Excerpt to read ::

—————

# Lacrosse Stock Transfers



## lgiglio1 (Sep 29, 2006)

I have an opportunity to do a lacrosse tournament, but I am having trouble finding lacrosse stock transfers. Anyone know of any? Thanks.


----------



## badalou (Mar 19, 2006)

Lisa. have you tried first Edition? You may have to go with Clip art. Lou


----------



## rags16 (Jun 12, 2007)

Lou long time no chat...I took a break and I am back in business...quick question for you...I just got a call from a high school lacrosse coach that is looking for 100 sports grey tees with the high school name and some lacrosse sticks. Its gonna be 2 color art...how much would you charge...whats the rule of thumb. 



badalou said:


> Lisa. have you tried first Edition? You may have to go with Clip art. Lou


----------



## Rodney (Nov 3, 2004)

rags16 said:


> Lou long time no chat...I took a break and I am back in business...quick question for you...I just got a call from a high school lacrosse coach that is looking for 100 sports grey tees with the high school name and some lacrosse sticks. Its gonna be 2 color art...how much would you charge...whats the rule of thumb.


Check here for threads about pricing: pricing related topics at T-Shirt Forums


----------



## brentonchad (Aug 24, 2007)

Check out Ace Transfers and First Edition also. They have templates available that you can insert lacrosse clipart to create "custom" Stock transfers


----------

—————

Extracted data entries
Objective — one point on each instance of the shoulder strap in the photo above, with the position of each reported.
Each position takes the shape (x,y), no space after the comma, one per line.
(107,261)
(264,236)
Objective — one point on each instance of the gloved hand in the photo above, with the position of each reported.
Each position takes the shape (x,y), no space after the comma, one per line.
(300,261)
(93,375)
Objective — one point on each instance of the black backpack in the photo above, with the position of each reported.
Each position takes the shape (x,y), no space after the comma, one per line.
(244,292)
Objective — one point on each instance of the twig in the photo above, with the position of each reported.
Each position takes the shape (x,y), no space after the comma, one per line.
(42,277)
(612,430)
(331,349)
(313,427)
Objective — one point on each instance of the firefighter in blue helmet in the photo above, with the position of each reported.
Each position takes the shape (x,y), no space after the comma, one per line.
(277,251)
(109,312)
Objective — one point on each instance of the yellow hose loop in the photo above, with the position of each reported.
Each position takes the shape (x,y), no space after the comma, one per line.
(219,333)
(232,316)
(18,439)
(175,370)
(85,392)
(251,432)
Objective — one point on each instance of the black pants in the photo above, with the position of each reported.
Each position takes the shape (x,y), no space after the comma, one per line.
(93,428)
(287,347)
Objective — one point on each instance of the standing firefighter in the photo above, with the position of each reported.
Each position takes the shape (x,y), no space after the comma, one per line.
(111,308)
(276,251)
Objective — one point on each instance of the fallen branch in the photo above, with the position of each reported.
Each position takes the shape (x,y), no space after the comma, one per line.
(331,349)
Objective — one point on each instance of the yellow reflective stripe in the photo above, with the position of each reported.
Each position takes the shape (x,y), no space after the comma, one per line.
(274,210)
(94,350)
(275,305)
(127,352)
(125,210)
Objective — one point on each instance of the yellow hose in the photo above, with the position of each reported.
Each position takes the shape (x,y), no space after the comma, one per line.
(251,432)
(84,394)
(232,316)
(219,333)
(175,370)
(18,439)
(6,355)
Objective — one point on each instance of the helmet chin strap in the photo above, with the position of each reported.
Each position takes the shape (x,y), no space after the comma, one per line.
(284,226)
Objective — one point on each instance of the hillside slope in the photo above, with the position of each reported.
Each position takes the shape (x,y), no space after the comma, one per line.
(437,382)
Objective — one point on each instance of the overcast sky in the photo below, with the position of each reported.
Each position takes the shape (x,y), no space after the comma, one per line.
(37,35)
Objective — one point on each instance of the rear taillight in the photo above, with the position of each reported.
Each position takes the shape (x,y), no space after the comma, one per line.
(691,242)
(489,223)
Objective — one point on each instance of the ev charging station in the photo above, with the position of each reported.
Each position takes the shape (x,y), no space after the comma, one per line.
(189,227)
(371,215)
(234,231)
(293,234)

—————

Task instructions :: Reproduce the section of the lacrosse stock transfers thread that starts with "## lgiglio1 (Sep" and goes on through "(Mar 19, 2006)".

Full answer ::
## lgiglio1 (Sep 29, 2006)

I have an opportunity to do a lacrosse tournament, but I am having trouble finding lacrosse stock transfers. Anyone know of any? Thanks.


----------



## badalou (Mar 19, 2006)